---------- Provided text ----------

I'm a huge Robert Duvall fan ("The Great Santini"), but this movie was way "over-the-top" for me although the massive gunship scene with Duvall ("Lieutenant Colonel Bill Kilgore" - 9th Air Cav I think) with the loudspeakers on the attack helos playing "Flight of the Valkyries" was way, way too much!

I agree with the above posts, even though Francis Ford Coppola produced it, this movie again speaks graphically to the fantasy world in which the people in Hollyweird live. This quotation is unbelievable:

"Apocalypse Now" was honored with the Palme d'Or at Cannes Film Festival, where it premiered unfinished before it was finally released on August 15, 1979, by United Artists. The film performed well at the box office, grossing $78 million domestically and going on to grossed over $150 million worldwide. Initial reviews were mixed; while Vittorio Storaro's cinematography was widely acclaimed, several critics found Coppola's handling of the story's major themes to be anticlimactic and intellectually disappointing. "Apocalypse Now" is today considered to be one of the greatest films ever made. [Bull Manure] It was nominated for eight Academy Awards at the 52nd Academy Awards, including Best Picture, Best Director (Coppola), and Best Supporting Actor for Duvall, and went on to win for Best Cinematography and Best Sound. It ranked No. 14 in Sight & Sound's greatest films poll in 2012,[6] and No. 6 in the Director's Poll of greatest films of all time.[7] Roger Ebert also included it in his top 10 list of greatest films ever in 2012.[8] In 2000, the film was selected for preservation in the National Film Registry by the Library of Congress as being "culturally, historically or aesthetically significant"

---------- Task material ----------

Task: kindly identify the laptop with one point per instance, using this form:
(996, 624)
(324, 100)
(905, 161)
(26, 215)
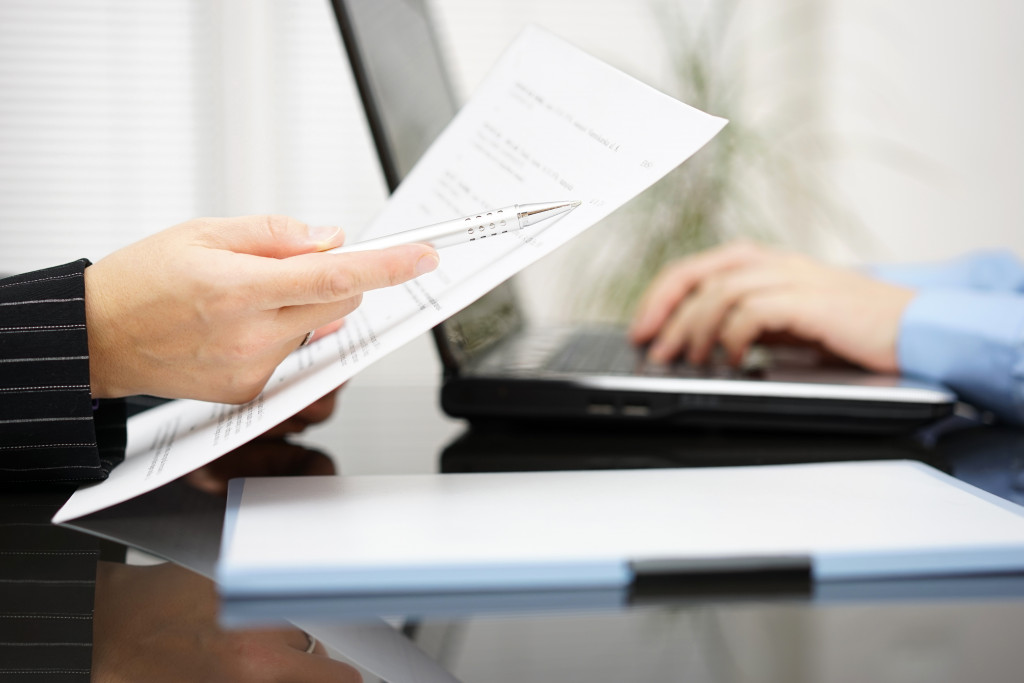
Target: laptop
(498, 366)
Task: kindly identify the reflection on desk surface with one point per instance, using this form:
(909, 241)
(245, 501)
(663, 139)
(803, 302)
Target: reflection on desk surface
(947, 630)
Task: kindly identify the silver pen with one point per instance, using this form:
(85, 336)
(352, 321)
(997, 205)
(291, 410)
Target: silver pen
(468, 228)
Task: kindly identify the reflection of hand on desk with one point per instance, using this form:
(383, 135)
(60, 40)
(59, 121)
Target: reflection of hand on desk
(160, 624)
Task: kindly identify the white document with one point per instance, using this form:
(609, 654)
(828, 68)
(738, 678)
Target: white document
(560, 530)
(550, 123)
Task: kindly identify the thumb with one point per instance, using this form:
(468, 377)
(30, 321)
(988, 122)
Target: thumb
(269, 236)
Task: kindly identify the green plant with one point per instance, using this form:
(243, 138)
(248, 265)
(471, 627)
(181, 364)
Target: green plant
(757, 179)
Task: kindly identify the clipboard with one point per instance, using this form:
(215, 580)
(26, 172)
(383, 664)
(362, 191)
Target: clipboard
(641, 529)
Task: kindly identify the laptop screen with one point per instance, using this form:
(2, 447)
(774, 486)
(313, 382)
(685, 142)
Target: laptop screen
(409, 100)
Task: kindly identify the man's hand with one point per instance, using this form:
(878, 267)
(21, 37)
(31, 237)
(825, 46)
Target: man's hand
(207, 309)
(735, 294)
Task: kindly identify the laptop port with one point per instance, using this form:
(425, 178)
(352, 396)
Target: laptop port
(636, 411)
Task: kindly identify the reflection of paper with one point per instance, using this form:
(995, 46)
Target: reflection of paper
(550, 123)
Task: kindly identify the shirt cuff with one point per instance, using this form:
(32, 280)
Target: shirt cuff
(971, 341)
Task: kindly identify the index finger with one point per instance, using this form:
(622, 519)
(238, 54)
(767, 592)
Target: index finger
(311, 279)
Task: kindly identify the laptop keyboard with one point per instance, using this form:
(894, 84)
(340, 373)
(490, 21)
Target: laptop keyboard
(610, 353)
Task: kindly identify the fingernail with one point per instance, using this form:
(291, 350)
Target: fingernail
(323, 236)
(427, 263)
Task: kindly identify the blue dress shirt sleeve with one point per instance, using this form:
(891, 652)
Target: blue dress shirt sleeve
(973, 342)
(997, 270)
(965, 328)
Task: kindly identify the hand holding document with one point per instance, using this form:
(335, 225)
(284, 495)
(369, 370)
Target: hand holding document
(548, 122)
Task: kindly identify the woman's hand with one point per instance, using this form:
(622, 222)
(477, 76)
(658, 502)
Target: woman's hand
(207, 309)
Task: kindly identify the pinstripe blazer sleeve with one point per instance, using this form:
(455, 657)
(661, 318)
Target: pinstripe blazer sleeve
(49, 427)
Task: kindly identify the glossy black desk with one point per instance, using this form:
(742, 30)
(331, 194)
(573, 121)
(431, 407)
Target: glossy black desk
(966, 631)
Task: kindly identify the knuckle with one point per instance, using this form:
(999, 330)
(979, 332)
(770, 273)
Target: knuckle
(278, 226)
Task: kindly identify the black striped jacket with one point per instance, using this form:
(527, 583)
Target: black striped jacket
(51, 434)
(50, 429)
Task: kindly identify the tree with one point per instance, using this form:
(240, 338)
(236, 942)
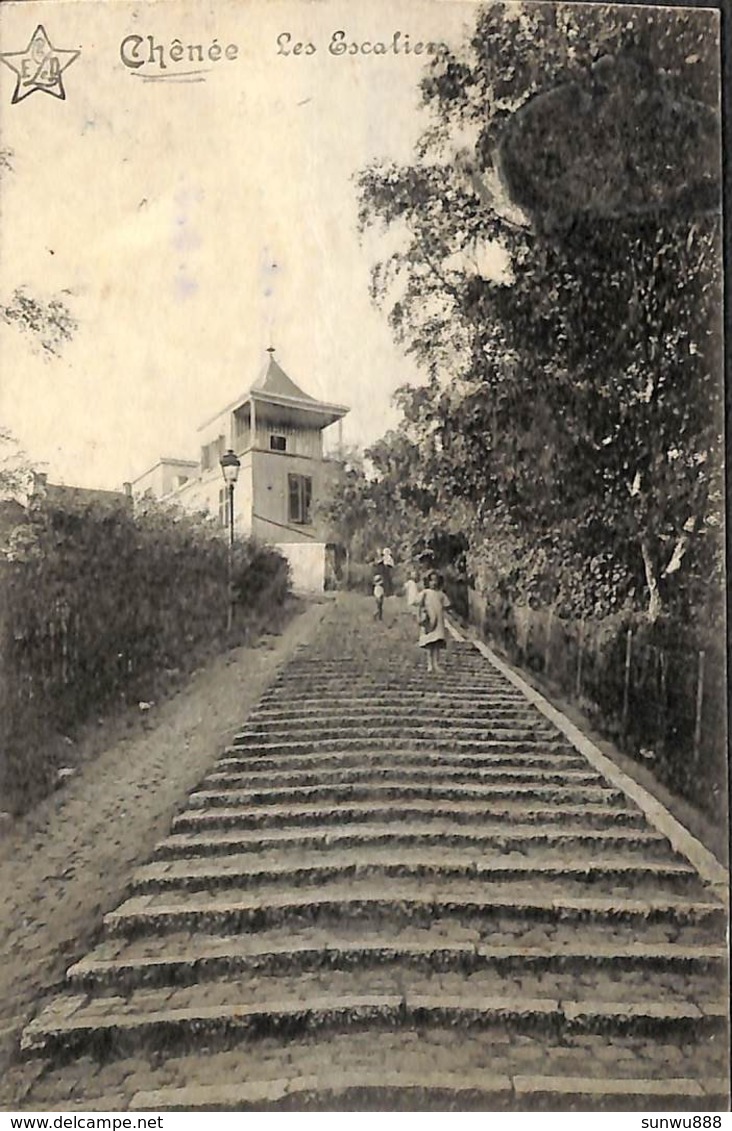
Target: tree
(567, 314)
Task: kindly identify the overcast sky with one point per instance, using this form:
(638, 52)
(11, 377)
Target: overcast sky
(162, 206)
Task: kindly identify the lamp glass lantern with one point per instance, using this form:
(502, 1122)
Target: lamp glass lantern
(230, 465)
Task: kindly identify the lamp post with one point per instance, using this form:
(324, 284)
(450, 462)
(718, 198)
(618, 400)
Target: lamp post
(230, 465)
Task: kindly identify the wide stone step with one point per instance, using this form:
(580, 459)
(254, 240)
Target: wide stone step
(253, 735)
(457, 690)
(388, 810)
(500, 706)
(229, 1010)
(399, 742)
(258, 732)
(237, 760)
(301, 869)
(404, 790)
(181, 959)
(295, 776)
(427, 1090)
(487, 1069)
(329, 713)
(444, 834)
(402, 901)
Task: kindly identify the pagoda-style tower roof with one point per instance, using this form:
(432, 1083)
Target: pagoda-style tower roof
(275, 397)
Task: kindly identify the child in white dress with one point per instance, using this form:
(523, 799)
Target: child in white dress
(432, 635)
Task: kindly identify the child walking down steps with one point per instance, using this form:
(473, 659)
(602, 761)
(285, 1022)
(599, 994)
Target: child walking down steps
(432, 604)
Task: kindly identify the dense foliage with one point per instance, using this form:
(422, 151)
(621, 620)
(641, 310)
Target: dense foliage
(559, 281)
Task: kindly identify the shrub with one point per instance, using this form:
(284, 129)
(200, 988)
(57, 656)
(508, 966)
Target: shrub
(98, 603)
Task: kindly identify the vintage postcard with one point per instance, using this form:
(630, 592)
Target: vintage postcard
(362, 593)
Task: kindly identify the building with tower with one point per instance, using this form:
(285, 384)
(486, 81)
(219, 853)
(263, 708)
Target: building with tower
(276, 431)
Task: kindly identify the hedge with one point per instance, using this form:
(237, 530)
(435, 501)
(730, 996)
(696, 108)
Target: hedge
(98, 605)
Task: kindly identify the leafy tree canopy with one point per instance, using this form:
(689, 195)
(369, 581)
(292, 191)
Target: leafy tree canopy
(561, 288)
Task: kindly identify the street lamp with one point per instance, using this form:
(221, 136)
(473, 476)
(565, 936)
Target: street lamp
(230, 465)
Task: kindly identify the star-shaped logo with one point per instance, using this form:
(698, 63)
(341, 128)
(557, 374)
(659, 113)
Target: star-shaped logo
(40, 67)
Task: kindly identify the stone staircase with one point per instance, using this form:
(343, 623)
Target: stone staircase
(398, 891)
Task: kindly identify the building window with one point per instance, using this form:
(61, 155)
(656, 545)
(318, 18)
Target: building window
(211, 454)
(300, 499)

----------

Exercise A
List every Academy Award category that the Apocalypse Now text names.
Exercise B
Extract each line of the listing that contains the string "silver". Case counts.

Finished answer A
Best Picture
Best Director
Best Supporting Actor
Best Cinematography
Best Sound

Finished answer B
Task: kindly identify the silver pen with one point per instance, using this form:
Target: silver pen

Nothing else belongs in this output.